**TASK DIRECTIONS:** Pick out every line of the records below that contains the string "metal", and copy each one in full.

**MATERIAL PROVIDED:**
## Begin

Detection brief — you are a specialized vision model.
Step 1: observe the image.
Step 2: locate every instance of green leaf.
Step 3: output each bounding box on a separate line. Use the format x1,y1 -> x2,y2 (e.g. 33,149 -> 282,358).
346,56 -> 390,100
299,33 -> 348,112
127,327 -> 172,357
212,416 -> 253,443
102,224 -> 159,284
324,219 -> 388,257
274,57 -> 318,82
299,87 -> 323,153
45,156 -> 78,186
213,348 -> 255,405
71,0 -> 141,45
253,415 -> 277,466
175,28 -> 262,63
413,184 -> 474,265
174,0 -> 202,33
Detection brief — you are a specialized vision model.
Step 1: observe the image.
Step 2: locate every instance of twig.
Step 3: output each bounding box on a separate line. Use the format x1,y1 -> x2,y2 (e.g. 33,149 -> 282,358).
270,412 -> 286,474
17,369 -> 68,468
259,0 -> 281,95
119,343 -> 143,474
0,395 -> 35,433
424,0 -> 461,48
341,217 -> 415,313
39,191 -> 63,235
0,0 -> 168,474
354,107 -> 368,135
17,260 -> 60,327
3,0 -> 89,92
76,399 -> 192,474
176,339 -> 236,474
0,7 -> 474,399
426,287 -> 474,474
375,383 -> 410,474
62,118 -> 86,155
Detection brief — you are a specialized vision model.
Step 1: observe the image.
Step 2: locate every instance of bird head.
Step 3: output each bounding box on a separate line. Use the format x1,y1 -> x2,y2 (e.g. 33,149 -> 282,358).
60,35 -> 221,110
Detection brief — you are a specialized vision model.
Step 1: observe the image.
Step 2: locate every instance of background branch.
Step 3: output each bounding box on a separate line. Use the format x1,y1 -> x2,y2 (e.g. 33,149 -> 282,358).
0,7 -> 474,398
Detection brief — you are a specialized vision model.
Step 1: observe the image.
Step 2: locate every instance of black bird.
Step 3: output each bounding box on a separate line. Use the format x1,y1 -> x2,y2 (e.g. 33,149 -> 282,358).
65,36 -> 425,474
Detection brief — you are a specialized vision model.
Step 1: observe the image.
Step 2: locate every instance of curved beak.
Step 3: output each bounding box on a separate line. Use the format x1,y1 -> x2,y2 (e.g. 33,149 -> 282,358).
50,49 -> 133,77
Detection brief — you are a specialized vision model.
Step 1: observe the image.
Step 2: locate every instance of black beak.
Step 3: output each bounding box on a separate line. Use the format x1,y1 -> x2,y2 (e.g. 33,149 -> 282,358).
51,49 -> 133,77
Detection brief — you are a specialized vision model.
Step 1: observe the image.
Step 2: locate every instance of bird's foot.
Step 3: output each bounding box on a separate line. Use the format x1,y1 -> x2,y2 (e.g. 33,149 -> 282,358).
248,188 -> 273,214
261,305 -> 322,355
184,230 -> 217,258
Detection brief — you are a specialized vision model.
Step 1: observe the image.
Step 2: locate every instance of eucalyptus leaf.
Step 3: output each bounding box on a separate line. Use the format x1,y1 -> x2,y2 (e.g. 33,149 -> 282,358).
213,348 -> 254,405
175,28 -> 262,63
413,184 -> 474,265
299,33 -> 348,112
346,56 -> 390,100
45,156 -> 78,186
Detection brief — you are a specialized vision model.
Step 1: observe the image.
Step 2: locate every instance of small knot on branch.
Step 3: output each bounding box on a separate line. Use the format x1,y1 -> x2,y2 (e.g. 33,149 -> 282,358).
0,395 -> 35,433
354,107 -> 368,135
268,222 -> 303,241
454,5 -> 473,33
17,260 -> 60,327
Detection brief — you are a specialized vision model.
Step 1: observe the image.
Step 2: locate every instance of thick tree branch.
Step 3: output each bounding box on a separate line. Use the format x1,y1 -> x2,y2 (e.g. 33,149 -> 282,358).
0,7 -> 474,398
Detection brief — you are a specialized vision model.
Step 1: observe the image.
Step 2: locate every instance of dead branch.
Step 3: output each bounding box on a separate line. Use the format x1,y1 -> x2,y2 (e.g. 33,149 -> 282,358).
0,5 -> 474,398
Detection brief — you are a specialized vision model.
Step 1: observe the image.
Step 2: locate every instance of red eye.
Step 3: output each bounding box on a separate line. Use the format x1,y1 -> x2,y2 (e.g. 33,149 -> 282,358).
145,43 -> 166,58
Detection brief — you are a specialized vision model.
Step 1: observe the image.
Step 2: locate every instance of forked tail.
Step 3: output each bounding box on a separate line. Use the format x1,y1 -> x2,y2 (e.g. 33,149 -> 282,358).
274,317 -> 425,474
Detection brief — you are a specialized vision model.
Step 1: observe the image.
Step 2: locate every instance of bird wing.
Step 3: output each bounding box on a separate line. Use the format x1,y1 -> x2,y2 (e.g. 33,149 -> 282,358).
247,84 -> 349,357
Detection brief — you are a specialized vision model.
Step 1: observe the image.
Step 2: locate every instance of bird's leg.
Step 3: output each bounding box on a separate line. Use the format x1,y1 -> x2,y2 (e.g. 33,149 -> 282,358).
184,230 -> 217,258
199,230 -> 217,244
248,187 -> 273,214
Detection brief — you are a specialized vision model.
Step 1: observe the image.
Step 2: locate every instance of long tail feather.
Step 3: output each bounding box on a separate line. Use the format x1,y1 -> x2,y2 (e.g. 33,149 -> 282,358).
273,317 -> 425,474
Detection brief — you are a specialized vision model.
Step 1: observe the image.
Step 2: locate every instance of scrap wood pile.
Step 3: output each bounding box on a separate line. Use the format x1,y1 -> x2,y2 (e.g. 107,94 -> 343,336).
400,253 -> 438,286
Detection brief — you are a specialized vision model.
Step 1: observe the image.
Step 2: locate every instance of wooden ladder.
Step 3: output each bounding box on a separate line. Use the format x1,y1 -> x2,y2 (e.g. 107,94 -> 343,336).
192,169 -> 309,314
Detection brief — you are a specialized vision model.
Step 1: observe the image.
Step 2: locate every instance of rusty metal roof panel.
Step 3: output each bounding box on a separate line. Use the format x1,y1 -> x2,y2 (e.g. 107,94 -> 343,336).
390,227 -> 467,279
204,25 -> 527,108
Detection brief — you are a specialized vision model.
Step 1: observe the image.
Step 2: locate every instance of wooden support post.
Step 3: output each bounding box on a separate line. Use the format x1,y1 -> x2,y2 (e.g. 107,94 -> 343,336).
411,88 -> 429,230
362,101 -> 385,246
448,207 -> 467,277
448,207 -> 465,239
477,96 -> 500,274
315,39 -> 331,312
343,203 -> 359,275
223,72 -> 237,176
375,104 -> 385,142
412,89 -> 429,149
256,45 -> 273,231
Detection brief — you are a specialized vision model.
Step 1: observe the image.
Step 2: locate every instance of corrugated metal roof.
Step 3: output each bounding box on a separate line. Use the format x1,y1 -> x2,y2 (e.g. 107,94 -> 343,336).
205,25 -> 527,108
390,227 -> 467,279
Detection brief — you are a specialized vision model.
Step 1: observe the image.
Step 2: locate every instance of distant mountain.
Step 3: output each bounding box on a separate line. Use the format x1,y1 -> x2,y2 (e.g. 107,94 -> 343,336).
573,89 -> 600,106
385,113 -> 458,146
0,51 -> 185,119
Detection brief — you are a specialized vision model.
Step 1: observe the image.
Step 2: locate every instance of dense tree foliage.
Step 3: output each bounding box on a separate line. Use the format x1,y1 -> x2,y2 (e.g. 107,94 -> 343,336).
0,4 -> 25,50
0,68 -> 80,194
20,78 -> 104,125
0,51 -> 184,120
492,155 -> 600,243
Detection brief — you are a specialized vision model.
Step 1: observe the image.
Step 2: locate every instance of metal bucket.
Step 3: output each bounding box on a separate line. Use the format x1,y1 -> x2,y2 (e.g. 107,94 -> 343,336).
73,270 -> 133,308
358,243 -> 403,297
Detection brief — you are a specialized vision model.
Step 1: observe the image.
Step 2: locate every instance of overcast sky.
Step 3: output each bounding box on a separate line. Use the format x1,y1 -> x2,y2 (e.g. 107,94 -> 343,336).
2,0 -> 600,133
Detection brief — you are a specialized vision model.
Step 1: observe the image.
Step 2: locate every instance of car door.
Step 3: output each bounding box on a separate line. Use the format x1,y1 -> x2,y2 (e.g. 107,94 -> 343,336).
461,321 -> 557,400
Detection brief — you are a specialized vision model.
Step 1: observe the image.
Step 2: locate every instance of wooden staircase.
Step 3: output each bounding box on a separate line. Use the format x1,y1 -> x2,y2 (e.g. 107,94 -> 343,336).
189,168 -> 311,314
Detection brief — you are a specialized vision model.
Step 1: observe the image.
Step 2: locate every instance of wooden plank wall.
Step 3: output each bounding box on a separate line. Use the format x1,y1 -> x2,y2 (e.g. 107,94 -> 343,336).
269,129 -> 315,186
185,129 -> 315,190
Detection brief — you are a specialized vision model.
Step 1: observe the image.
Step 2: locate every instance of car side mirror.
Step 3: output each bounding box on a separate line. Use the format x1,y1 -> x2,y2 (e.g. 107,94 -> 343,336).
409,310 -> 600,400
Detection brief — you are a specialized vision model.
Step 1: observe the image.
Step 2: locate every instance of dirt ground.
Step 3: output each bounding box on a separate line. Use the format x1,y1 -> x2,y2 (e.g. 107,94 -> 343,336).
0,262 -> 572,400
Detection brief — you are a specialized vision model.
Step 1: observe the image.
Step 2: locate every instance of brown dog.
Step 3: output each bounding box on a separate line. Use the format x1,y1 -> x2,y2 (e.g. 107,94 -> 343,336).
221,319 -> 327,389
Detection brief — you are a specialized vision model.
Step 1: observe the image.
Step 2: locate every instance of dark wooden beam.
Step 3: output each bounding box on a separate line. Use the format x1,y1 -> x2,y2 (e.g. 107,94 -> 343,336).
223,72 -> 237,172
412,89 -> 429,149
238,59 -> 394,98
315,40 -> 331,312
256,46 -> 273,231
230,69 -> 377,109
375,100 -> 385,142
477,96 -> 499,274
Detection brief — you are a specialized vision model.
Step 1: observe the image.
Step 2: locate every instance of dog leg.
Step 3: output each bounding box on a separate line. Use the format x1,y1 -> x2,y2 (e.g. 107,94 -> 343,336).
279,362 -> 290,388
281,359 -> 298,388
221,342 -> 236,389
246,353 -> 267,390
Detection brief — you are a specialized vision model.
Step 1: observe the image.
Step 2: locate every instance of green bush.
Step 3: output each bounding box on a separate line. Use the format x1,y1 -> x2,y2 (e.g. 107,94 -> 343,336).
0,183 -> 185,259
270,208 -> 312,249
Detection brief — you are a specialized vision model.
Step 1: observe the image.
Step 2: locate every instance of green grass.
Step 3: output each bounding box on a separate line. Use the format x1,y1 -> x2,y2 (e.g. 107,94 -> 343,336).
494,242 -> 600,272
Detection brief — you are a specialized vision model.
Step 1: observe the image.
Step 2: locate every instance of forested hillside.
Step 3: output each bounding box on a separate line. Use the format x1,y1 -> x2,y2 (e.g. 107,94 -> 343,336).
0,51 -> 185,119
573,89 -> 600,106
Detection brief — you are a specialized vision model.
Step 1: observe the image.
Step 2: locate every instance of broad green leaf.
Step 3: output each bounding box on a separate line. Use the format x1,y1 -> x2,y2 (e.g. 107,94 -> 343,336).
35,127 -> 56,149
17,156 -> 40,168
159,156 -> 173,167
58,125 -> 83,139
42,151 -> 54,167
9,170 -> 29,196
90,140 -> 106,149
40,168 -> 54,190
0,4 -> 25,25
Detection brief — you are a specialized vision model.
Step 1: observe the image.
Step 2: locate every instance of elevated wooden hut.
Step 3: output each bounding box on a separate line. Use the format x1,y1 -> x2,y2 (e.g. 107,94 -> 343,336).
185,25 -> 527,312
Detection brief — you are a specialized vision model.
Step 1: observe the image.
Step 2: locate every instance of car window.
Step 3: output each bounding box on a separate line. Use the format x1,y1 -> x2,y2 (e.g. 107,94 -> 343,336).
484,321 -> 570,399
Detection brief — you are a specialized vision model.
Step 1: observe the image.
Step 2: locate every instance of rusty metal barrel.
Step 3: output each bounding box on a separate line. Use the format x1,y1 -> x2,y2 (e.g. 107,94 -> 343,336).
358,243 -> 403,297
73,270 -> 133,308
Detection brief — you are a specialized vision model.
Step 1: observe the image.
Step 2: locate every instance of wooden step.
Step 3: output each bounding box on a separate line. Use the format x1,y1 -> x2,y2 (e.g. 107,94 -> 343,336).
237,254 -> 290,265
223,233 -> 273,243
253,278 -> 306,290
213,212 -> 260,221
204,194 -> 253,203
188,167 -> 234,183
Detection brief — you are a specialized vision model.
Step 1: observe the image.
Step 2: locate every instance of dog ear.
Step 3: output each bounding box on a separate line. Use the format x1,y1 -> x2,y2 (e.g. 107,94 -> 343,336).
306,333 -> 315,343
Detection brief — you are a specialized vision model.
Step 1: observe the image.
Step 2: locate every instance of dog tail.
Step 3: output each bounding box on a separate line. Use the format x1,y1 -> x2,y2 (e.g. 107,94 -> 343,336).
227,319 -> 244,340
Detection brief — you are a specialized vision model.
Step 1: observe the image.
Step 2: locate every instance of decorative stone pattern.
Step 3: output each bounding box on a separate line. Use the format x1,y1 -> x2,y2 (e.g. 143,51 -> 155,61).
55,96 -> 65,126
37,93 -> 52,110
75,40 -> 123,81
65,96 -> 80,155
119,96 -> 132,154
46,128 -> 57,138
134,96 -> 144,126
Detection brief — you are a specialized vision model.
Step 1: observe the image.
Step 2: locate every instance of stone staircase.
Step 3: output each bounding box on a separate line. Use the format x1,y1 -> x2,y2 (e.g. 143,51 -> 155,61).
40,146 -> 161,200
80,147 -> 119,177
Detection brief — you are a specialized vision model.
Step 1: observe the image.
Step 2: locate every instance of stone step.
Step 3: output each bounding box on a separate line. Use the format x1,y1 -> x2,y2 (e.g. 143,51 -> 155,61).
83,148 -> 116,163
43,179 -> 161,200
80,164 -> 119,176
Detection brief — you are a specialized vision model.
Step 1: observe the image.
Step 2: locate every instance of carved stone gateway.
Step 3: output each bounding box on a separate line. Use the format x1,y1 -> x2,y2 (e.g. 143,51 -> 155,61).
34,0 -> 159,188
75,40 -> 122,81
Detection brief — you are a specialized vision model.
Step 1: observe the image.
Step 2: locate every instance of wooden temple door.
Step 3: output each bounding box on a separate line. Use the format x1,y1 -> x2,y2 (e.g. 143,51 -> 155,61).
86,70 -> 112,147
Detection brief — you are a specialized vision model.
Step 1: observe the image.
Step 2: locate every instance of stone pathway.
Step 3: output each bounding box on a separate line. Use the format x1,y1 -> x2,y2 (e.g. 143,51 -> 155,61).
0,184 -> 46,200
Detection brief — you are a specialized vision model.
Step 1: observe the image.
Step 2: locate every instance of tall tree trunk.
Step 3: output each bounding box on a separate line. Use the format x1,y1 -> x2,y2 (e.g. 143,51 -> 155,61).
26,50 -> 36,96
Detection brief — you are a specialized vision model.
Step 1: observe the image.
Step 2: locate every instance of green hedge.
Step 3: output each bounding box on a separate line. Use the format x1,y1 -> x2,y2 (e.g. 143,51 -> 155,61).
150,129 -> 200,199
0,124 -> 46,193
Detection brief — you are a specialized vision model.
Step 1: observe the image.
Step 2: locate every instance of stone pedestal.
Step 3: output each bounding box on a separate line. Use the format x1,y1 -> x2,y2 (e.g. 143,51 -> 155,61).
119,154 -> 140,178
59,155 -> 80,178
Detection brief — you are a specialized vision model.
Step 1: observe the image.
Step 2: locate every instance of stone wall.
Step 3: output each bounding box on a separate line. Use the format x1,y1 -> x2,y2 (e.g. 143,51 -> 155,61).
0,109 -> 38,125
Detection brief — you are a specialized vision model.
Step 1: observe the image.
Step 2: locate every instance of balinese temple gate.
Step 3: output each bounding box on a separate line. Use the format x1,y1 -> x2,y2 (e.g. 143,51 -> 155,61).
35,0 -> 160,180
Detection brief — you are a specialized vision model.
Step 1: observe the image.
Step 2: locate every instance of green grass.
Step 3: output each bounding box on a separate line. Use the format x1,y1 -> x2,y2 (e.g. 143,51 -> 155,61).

## End

**FINISHED ANSWER:**
Step 2: locate every instance of rusty metal roof panel.
Step 2: locate every instance of corrugated metal roof.
Step 2: locate every instance of metal bucket.
Step 2: locate every instance of rusty metal barrel.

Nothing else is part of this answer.